Stated task 1 - In the listing, rewrite the part that opens with the line containing "indicate the layered" and runs through the end of the listing, swapping "layered snow pattern" for "rippled snow pattern" and keeping everything else the same. Leave the picture out of your answer.

Excerpted text -
□ □ □ □ □ □ □

Dr Meri Arichi studied Art History in London and Florence, and worked at Christie’s in Kings Street, London, from 1989 to 1993. She returned to university to study Asian Art at the School of Oriental and African Studies (SOAS), University of London in 1993, and completed a Post-graduate Diploma in Asian Art (1994), MA (1996) in History of East Asian Art, and PhD (2003) for her thesis on Shinto-Buddhist syncretic Art. She has been teaching History of Japanese Art in the Department of History of Art and Archaeology at SOAS as a Teaching Fellow since 2007. She has also run courses at the Birkbeck College, V&A, British Museum, and the Courtauld Institute of Art Summer School. She has led tours to Japan and lectured on cruises.
12th September – David Haycock; DRAWN FROM LIFE: THE EXTRAORDINARY ART AND LIFE OF AUGUSTUS JOHN
When Augustus John died in 1961 he was described in The New York Times as ‘the grand old man of British painting and one of the greatest in British history.’ He was only in his mid twenties when, in the early 1900s, he was widely acknowledged as one of the most talented and promising young British artists – a Welsh rival, perhaps, to Gauguin or Picasso. This lecture explores John’s extraordinary life, including his early achievements, his position as one of the most exciting and outrageous young British artists before the Great War, his slow decline after it, and his troubled status as ‘the last Bohemian’.
David Haycock read Modern History at the University of Oxford, and has an MA in the History of Art and a PhD in British History. He is the author of a number of books, including Paul Nash (2002), A Crisis of Brilliance: Five Young British Artists and the Great War (2009) and Augustus John: Drawn from Life (2018); he has lectured widely at galleries and museums in the UK, including Tate Britain, the National Portrait Gallery, the Royal Watercolour Society and Pallant House. He was formerly a Research Fellow at Wolfson College, Oxford, and at UCLA, and was Curator of Maritime and Imperial History at the National Maritime Museum in Greenwich. He is now a freelance writer and lecturer.
10th October – Jo Mabbutt; THE FIELD OF CLOTH OF GOLD: 6,000 ENGLISHMEN IN FRANCE FOR 18 DAYS – HOW DID THEY DO IT?
In June 1520 Henry VIII and Francis 1 meet to ratify an Anglo-French alliance and celebrate the betrothal of Henry’s daughter Mary to the Dauphin. The two handsome ‘Renaissance Princes’ are in their 20’s with similar reputations in military prowess, sport and patrons of the arts. Both have imperial ambitions and are eager to display themselves as magnificent nobleman and warrior kings. Each brings an entourage of 6,000 to a field south of Calais for 18 days of various events and entertainments staged to display the skill and splendour of each King and country.

□ □ □ □ □ □ □

Raw records -
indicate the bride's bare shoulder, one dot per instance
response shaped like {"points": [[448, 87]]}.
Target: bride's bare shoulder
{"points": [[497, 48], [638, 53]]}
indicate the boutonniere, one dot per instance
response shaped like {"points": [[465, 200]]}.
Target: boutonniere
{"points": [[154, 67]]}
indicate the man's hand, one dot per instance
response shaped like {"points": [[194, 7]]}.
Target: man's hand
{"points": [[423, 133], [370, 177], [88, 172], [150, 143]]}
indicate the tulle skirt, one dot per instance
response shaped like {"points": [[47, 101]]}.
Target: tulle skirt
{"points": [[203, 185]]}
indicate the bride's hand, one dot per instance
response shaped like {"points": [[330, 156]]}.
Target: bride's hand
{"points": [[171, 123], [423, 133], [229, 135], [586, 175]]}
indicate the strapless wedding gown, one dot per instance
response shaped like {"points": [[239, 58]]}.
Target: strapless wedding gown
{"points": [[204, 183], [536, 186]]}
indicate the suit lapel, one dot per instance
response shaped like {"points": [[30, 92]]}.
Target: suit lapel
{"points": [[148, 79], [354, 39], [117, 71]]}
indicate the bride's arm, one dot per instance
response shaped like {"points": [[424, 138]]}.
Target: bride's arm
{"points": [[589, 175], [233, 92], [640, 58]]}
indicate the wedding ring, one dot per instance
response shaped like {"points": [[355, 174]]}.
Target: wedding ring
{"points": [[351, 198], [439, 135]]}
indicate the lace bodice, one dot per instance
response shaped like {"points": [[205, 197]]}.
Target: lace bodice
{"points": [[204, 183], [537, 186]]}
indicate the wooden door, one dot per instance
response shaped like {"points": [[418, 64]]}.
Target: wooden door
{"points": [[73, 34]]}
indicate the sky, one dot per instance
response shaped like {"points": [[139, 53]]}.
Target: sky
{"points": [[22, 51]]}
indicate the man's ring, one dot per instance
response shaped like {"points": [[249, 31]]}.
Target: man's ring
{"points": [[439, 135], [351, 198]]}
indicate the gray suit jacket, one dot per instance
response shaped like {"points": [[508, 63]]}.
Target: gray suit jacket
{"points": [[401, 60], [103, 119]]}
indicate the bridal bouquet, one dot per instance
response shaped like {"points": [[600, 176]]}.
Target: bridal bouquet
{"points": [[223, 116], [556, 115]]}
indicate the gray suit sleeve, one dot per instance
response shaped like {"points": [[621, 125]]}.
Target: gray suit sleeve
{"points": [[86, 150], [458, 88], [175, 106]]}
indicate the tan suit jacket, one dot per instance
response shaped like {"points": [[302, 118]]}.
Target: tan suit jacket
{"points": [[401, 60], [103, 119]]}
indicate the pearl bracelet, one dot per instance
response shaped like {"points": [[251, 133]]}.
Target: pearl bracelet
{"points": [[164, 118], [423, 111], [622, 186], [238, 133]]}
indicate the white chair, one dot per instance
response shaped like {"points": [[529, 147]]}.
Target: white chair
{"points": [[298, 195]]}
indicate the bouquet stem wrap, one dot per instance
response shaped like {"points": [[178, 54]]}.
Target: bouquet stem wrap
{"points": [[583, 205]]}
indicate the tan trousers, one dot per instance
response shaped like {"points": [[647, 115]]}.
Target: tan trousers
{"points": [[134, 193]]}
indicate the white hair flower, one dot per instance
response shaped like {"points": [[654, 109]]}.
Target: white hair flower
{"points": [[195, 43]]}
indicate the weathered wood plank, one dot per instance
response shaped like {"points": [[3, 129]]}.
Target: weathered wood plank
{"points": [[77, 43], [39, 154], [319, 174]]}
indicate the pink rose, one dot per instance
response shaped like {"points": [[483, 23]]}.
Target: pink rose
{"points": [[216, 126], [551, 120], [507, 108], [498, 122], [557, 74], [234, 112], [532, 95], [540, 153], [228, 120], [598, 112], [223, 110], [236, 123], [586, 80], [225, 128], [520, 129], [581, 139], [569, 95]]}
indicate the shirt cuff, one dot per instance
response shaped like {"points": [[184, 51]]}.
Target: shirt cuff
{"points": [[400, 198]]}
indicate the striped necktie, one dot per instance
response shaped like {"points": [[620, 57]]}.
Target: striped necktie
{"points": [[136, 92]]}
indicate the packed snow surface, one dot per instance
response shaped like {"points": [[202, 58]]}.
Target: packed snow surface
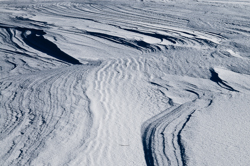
{"points": [[125, 83]]}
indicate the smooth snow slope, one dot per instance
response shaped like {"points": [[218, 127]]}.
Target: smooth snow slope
{"points": [[124, 83]]}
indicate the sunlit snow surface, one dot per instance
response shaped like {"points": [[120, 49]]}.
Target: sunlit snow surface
{"points": [[125, 83]]}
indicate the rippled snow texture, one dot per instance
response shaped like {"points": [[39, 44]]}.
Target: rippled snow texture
{"points": [[125, 83]]}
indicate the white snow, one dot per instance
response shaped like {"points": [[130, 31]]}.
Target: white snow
{"points": [[118, 83]]}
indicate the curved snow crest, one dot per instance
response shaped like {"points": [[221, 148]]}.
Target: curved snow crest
{"points": [[161, 135], [47, 110], [61, 105]]}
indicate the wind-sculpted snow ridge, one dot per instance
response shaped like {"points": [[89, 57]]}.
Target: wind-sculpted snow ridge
{"points": [[124, 83], [47, 110]]}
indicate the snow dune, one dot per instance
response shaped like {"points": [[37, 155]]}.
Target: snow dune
{"points": [[124, 83]]}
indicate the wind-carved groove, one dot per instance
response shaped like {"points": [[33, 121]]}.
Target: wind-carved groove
{"points": [[161, 135], [136, 44], [181, 146], [215, 78]]}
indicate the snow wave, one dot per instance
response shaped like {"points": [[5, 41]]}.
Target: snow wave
{"points": [[121, 83]]}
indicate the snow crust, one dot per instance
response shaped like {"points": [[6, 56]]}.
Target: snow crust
{"points": [[124, 83]]}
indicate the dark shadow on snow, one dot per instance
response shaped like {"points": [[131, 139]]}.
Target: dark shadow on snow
{"points": [[36, 40]]}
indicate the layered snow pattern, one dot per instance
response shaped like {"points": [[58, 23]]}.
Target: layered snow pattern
{"points": [[123, 83]]}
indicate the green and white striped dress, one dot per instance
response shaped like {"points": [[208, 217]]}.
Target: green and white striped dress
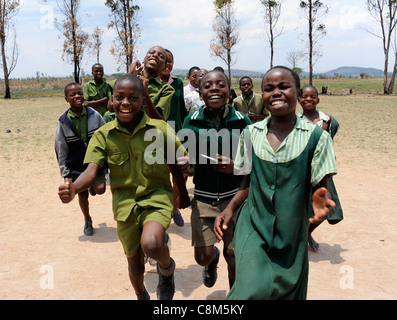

□ □ □ □ □ □ □

Stated task 2 - Which galleries and museums do the lecture descriptions name as places where David Haycock has lectured?

Answer 1 -
indicate the rippled snow pattern, one dot per instance
response shaped like {"points": [[58, 23]]}.
Target: rippled snow pattern
{"points": [[123, 83]]}
indicate the green and white striped dress, one dot per instance
response shaped like {"points": [[208, 217]]}.
Target: green and white striped dress

Answer 2 -
- Tate Britain
- the National Portrait Gallery
- the Royal Watercolour Society
- Pallant House